_PASSAGE:_

= = = = =

By Katie Clelland ’21
Throughout her college career, Claire Joseph ’21 has found ways to merge her love of different creative and performing arts, from writing to dance to comedy. She previously worked at the Fine Arts Work Center in Provincetown and now works on the New York-based hit show Full Frontal with Samantha Bee. “Growing up, I was an actor and dancer. I have always loved comedy and performance. I actually wrote a paper in my Writing 50 class on women in comedy,” says Joseph.
Joseph is no stranger to the spotlight: The English major trained in the pre-professional program at Steps on Broadway, a premiere dance studio in New York City, in ballet, jazz, theater dance, and Horton technique. Leveraging this training, Joseph created and taught the first heels dance class at Scripps, a class devoted to body positivity and confidence in which students learn choreographed routines in high heels. Her class led to a partnership with Reverb Dance Crew, the oldest 5C dance team, where heels and hip-hop classes are now hosted every week for all experience levels.
“Dance has given me an incredible window into self discovery and self awareness,” Joseph reflects. “It has made me in tune with my body and who I am as a person. Bringing that confidence into my writing, I have been able to take something that was a passion for me and transform it into another passion. They are not mutually exclusive. They are all forms of creativity.”
Behind the curtain, Joseph is also an intern for Scripps Presents, the College’s signature event series, through which she performed in the sold-out Wicked Bodies, a work-in-progress inspired by texts depicting witches and healing from Scripps’ Ella Strong Denison Library’s archive .
This blending of creative forms inspired her senior thesis in creative writing, in which she is composing a collection of short stories that focus on dance and other artistic expressions.
Like Joseph, Selina Ho ’21, a politics major and a dance and data science double minor, has also found value in the intersections of dance and other disciplines. “My studies have always seemed to intersect,” she explains.
Ho, whose concentration is in Middle Eastern and African politics, found that her study of the creative arts of the Middle East led to a deeper understanding of the region. “In my course, Raqs al Sharqi (Egyptian Belly Dance), I learned more about dance, music, sexuality, and gender, which impacted how I understood how people write about Middle East politics.”
Ho has danced in and even co-produced a wide array of performances focused on social justice, change, and impact. She worked as a production facilitator for “Undanced Dances Through Prison Walls During a Pandemic,” which consisted of two virtual events featuring six dances devised inside Norco prison, a 35-minute dance film, and eleven artists conversing about dance in carceral spaces. “I am passionate about prison abolition and creating art that allows us to envision a world without prisons, cages, or police and instead focuses on liberation, care, and community,” explains Ho, who became involved in the production after taking the course Choreographing Our Stories, taught by Scripps College Senior Lecturer in Dance Suchi Branfman, who is also the artistic director of the prison project.

= = = = =

_DATA TO EXAMINE:_

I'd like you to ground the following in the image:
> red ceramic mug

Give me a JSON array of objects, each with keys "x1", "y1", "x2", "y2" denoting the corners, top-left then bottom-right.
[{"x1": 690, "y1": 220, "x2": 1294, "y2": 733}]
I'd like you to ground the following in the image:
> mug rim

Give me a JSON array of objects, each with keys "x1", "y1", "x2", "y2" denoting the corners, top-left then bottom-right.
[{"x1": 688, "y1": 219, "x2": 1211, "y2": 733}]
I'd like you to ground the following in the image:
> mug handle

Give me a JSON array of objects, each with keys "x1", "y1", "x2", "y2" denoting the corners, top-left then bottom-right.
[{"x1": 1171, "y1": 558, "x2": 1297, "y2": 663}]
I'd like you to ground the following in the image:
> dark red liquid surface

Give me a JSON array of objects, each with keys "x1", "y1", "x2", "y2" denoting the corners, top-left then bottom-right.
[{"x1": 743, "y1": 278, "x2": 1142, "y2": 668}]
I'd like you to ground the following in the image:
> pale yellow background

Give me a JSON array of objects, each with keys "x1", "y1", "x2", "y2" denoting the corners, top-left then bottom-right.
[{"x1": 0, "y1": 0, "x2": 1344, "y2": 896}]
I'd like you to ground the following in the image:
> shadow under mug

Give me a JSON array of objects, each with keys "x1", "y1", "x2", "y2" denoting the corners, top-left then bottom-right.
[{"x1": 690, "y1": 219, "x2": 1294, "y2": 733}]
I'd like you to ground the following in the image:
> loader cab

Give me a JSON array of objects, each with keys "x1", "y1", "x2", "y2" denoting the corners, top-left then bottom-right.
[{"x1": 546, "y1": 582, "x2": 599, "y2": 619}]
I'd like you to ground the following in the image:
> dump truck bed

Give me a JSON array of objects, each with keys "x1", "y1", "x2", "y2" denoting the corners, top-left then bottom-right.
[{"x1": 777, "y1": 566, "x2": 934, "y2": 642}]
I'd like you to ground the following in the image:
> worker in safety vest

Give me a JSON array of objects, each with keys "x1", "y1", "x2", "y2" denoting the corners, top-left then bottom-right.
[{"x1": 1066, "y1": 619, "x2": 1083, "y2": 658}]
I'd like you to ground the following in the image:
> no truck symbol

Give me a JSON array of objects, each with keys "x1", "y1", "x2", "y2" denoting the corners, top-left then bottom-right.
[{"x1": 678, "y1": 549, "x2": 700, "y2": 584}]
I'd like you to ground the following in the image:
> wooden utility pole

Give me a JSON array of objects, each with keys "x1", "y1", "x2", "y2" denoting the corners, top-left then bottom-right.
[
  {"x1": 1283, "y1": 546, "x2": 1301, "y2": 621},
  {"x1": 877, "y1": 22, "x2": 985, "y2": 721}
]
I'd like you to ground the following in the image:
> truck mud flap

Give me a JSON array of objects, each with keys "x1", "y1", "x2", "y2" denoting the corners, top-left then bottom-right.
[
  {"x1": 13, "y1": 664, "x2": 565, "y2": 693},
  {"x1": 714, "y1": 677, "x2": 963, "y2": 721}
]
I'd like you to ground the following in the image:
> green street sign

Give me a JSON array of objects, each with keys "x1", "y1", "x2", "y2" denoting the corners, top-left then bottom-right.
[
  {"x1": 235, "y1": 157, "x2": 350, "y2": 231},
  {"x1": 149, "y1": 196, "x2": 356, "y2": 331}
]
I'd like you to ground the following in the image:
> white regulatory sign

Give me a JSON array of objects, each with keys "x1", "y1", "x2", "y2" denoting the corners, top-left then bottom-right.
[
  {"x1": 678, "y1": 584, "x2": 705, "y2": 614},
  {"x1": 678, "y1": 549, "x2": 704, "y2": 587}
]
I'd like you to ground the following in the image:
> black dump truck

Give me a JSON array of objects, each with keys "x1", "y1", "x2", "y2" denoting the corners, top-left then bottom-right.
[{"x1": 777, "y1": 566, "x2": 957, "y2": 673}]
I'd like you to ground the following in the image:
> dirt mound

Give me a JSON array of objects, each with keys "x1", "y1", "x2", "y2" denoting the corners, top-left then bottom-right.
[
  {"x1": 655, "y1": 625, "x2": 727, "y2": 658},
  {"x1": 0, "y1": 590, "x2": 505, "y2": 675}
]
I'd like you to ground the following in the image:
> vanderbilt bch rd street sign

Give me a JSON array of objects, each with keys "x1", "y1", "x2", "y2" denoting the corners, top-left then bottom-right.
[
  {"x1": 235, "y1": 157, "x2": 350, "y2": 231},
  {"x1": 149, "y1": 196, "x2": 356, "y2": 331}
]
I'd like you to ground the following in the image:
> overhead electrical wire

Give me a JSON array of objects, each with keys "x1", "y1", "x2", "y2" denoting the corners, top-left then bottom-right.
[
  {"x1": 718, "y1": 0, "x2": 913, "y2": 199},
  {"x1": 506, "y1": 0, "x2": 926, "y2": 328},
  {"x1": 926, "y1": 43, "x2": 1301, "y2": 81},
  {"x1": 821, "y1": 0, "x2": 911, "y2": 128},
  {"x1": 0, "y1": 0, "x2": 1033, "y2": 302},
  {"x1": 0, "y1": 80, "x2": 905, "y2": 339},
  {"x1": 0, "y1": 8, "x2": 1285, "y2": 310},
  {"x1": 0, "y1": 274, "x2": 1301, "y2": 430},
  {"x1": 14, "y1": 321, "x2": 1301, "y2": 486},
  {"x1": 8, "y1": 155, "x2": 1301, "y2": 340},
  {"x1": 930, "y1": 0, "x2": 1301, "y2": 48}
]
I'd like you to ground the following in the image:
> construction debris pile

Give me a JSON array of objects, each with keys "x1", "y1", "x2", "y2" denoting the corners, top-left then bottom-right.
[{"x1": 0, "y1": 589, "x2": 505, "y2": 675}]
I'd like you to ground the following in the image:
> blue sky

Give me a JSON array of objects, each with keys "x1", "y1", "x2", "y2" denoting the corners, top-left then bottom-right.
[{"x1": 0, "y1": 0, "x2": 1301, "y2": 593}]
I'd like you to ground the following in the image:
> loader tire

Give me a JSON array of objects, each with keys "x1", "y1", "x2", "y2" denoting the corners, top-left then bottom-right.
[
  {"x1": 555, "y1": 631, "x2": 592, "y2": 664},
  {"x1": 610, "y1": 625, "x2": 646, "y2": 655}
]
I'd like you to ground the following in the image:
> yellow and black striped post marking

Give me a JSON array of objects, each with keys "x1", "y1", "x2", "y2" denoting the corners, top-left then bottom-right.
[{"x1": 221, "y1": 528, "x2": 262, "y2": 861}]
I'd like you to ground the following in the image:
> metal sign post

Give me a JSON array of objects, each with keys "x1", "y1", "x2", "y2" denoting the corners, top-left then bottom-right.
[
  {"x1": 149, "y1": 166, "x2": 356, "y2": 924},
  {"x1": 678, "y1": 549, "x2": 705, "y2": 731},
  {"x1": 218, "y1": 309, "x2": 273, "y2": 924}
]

= = = = =

_WHAT TO DO:_ Recast the passage paragraph that begins "Joseph is no stranger to the spotlight" as a short bulleted list, keeping its main facts.

_SOLUTION TO THE PROBLEM:_
- Joseph, an English major, trained in ballet, jazz, theater dance, and Horton technique in the pre-professional program at Steps on Broadway, a premiere dance studio in New York City.
- She drew on this training to create and teach the first heels dance class at Scripps. The class focuses on body positivity and confidence, and students learn choreographed routines in high heels.
- The class led to a partnership with Reverb Dance Crew, the oldest 5C dance team, which now hosts heels and hip-hop classes every week for all experience levels.